_REQUIREMENT 1_.
Answer these questions from the SPSS workshop page:
(a) How many woodchip samples does the dataset contain?
(b) In what file format is the dataset downloaded?
(c) Besides the Descriptive Statistics, what does the session plan to review?

>> Start EXTRACT TO READ

W18 SPSS Workshop: Getting Comfortable with your Data

Before we start any statistical analysis, we should really take a step back and get familiar and comfortable with our data.  “Playing” around with it to ensure that you know what’s in there.  This may sound funny, but getting comfortable with your data by running descriptive statistics really does two things:  One, you understand what’s been collected and how; and second, gives you the opportunity to review the data and find any errors in it.  Sometimes you may find an extra 1 added to the front of a number, or maybe a 6 instead of a 9, or any combinations of data entry errors.  By playing around with your data and getting comfortable with it before running your analysis, you may find some of these anomalies.

For this workshop, we will use a fictitious dataset looking at 25 samples of woodchips, their weight and a quality score for the woodchips within each sample.  Please download the dataset here.  Once you have downloaded the Excel file, open it into SPSS.

My goals for this session are to review the use of the Descriptive Statistics in SPSS and some file information.

>> End EXTRACT TO READ

_REQUIREMENT 2_. Edit the records below by swapping "Target" for "Object". Begin at the line that has "indicate the small", go through the end of the records, and return only those lines with nothing else changed.

>> Start ENTRIES PROVIDED

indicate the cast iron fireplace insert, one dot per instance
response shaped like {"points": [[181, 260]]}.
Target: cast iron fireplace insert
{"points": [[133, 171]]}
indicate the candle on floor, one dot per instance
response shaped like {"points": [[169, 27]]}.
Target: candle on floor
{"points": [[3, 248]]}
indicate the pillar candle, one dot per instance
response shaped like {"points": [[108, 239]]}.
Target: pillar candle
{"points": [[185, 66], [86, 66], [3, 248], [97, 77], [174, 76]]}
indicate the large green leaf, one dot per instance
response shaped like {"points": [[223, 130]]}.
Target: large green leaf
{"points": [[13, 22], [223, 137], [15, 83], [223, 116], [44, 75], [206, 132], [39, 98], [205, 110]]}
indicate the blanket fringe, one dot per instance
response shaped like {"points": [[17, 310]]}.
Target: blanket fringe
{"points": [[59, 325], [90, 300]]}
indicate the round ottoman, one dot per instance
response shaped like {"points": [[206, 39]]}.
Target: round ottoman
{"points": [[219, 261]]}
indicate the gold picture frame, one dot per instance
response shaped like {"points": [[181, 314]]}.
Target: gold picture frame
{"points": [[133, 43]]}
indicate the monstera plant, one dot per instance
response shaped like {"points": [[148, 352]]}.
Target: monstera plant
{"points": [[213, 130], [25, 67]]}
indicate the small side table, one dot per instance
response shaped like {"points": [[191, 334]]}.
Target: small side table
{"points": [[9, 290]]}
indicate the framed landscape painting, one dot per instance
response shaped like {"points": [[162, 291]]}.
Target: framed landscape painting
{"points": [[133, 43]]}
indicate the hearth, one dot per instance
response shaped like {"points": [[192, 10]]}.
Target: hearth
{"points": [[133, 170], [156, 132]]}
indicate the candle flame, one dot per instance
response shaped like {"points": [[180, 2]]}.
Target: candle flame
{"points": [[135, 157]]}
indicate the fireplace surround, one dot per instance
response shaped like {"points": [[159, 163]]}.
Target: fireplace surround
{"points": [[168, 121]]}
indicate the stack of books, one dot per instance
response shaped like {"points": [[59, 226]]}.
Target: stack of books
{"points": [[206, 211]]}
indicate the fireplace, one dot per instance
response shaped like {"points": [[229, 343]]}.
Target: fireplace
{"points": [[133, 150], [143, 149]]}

>> End ENTRIES PROVIDED

_SOLUTION 1_.
(a) 25
(b) Excel
(c) Some file information

_SOLUTION 2_.
indicate the small side table, one dot per instance
response shaped like {"points": [[191, 334]]}.
Object: small side table
{"points": [[9, 290]]}
indicate the framed landscape painting, one dot per instance
response shaped like {"points": [[162, 291]]}.
Object: framed landscape painting
{"points": [[133, 43]]}
indicate the hearth, one dot per instance
response shaped like {"points": [[192, 10]]}.
Object: hearth
{"points": [[133, 170], [156, 132]]}
indicate the candle flame, one dot per instance
response shaped like {"points": [[180, 2]]}.
Object: candle flame
{"points": [[135, 157]]}
indicate the fireplace surround, one dot per instance
response shaped like {"points": [[159, 163]]}.
Object: fireplace surround
{"points": [[168, 121]]}
indicate the stack of books, one dot per instance
response shaped like {"points": [[59, 226]]}.
Object: stack of books
{"points": [[206, 211]]}
indicate the fireplace, one dot per instance
response shaped like {"points": [[229, 343]]}.
Object: fireplace
{"points": [[133, 150], [143, 149]]}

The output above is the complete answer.